Reproduce each of the following entries line for line, without changing any character.
— START DATA SHOWN —
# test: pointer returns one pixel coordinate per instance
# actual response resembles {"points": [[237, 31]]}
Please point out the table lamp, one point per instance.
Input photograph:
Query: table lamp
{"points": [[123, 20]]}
— END DATA SHOWN —
TASK SOLUTION:
# test: pointer returns one pixel coordinate per instance
# actual response resembles {"points": [[237, 31]]}
Please point out the table lamp, one point per instance.
Input photograph:
Query: table lamp
{"points": [[123, 20]]}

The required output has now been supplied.